• Document passage
The trust funds that support Social Security are on track to run out of money in the next 15 years, at which point, if nothing is done, the government is expected to pay beneficiaries only about 80% of their benefits. Congress has never let the program falter, but it has also not yet made a decision on what to do about this insolvency issue. That can pose a problem for Americans looking to plan their retirement income needs.

The value of knowing today what the government will do in 2035, should the trust funds be exhausted by then, might be worth as much as two and a half months of earnings, according to a paper the National Bureau of Economic Research recently distributed. 

Here’s how the researchers broke it down: if a woman born in 1975 with average earnings plans to retire with no anticipation of benefit cuts, but then finds herself with a 20% benefit cut in 2035, the “value of becoming aware of the policy 15 years in advance” is about $9,000 in 2020 dollars, or 1.5 times her average monthly earnings. 

See: Retirees to youngsters: It’s not as bad as you think

This calculation is based on her ability to make more informed decisions for her finances, the researchers said. If she were to be surprised by a policy change in 2035, her consumption would decrease to reflect the lower benefits she receives. If she were to know ahead of time, such as in 2020 that benefits would be cut 20% in 2035, she would be able to make an immediate adjustment to her consumption.

• Collection entries
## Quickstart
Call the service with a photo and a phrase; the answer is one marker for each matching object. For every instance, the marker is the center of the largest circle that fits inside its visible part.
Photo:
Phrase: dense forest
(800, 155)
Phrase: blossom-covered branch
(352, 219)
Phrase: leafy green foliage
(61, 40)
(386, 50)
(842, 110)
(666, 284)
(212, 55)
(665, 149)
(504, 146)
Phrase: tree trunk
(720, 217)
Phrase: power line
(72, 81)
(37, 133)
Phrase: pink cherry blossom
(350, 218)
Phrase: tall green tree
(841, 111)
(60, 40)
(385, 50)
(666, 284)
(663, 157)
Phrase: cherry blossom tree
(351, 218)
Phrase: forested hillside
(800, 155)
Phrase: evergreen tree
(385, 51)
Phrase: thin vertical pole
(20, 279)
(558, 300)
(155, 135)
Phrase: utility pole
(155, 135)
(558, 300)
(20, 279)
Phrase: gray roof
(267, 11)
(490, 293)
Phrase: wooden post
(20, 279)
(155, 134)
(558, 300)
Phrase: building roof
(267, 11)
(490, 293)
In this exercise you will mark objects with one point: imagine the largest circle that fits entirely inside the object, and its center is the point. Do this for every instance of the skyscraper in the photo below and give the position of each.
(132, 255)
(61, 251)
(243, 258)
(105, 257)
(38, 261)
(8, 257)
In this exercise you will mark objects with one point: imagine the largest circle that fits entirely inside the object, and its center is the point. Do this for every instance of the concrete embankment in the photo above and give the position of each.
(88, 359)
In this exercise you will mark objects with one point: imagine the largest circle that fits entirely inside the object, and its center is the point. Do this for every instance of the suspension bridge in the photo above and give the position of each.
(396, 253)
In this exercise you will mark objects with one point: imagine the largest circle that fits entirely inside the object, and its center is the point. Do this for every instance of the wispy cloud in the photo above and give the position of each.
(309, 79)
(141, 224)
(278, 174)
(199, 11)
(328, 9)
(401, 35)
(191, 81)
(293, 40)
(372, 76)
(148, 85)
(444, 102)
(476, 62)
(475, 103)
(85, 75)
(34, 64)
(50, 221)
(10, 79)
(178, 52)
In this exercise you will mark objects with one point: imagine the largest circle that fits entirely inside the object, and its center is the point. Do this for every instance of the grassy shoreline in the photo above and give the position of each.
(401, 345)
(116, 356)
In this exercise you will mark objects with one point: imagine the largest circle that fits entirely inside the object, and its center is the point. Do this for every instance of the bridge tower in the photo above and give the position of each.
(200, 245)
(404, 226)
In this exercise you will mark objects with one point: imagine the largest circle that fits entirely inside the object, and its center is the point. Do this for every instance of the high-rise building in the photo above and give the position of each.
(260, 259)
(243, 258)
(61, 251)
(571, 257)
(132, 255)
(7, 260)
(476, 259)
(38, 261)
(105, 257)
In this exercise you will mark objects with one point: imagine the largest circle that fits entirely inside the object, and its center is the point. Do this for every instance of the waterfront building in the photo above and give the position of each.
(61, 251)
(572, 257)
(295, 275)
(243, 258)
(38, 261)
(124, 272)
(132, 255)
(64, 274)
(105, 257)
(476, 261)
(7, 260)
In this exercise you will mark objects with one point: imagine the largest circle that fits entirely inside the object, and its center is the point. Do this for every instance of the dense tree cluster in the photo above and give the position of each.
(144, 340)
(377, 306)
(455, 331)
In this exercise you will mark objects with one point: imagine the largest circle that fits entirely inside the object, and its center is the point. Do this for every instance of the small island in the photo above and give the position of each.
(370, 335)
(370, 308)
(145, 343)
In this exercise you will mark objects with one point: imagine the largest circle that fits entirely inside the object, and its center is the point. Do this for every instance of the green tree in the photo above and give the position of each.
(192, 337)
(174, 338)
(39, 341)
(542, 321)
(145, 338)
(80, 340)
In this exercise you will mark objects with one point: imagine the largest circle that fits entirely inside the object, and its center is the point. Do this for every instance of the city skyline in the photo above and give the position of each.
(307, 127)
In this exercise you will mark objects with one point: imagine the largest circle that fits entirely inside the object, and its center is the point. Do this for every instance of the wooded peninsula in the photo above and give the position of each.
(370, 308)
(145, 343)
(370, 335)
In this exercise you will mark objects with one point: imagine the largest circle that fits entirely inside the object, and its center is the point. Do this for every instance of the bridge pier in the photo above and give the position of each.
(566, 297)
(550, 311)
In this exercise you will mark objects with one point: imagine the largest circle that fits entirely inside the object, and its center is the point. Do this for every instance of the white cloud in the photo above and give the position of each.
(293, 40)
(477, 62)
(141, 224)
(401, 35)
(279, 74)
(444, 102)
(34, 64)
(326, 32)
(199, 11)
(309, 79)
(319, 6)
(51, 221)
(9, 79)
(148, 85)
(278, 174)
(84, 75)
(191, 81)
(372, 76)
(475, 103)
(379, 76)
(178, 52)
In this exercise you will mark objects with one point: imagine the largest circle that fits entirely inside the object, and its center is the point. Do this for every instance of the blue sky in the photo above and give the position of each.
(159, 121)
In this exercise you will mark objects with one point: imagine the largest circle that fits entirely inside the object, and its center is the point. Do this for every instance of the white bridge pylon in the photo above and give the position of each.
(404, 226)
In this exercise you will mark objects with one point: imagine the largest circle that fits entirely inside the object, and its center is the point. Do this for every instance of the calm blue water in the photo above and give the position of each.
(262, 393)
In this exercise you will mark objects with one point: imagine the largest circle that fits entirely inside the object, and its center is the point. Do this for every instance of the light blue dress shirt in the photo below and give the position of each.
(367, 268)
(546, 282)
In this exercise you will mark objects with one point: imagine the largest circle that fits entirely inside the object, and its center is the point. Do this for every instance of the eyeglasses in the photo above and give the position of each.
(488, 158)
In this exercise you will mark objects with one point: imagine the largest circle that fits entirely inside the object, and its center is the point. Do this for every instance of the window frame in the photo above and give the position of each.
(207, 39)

• Exercise goal
Retype the portion of the Social Security passage starting with "See: Retirees to" and going on through "to her consumption.". The lines above have no connection to the Social Security passage.

• Your solution
See: Retirees to youngsters: It’s not as bad as you think

This calculation is based on her ability to make more informed decisions for her finances, the researchers said. If she were to be surprised by a policy change in 2035, her consumption would decrease to reflect the lower benefits she receives. If she were to know ahead of time, such as in 2020 that benefits would be cut 20% in 2035, she would be able to make an immediate adjustment to her consumption.